» JOB:
From the records below, copy every line that contains the word "background".

» ROWS:

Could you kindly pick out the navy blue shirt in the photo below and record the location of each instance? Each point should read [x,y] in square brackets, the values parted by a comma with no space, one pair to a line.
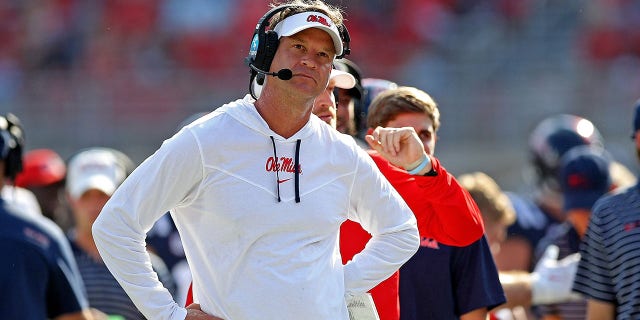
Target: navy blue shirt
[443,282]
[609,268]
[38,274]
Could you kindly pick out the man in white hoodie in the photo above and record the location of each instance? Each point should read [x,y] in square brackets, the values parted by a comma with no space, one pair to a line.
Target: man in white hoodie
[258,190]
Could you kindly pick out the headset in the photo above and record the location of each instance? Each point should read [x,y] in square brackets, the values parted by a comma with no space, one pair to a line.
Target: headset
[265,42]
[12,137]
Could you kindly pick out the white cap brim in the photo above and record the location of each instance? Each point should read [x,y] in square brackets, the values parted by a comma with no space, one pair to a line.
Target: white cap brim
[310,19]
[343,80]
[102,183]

---

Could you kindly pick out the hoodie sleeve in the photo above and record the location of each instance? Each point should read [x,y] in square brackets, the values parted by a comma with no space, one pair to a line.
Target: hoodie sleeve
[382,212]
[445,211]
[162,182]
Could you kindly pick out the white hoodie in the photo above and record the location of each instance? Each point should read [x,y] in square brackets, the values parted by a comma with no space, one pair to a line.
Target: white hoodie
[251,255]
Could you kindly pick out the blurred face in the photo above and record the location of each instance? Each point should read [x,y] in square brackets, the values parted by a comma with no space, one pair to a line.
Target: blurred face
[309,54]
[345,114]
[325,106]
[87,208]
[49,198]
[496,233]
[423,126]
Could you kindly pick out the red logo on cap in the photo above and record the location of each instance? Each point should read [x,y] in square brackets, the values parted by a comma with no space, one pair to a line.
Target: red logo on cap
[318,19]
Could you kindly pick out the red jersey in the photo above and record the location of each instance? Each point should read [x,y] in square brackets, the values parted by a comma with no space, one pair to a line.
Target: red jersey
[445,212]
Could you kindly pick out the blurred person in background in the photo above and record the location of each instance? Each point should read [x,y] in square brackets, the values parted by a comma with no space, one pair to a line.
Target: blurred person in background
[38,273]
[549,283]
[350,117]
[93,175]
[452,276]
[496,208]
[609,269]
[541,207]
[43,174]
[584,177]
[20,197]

...

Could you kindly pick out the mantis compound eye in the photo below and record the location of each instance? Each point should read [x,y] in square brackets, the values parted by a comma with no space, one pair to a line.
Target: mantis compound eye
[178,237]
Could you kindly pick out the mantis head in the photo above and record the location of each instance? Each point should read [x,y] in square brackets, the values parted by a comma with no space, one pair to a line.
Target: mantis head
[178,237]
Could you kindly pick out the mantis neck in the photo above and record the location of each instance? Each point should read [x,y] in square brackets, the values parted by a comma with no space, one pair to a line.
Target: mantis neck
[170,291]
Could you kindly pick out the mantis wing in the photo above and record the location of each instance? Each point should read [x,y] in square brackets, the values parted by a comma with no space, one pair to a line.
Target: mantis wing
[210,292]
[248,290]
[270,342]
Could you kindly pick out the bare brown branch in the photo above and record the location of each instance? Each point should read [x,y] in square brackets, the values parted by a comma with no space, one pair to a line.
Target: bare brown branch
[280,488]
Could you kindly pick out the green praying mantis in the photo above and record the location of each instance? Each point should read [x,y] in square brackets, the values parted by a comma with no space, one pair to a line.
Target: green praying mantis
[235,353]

» CORRECT RESULT:
Could you kindly pick out the blurred person in background in the photo above and record the location of each instance? Each point should read [x,y] in square brackets, the values parted by a comma with no space, one pair to a line.
Target: blurred person in background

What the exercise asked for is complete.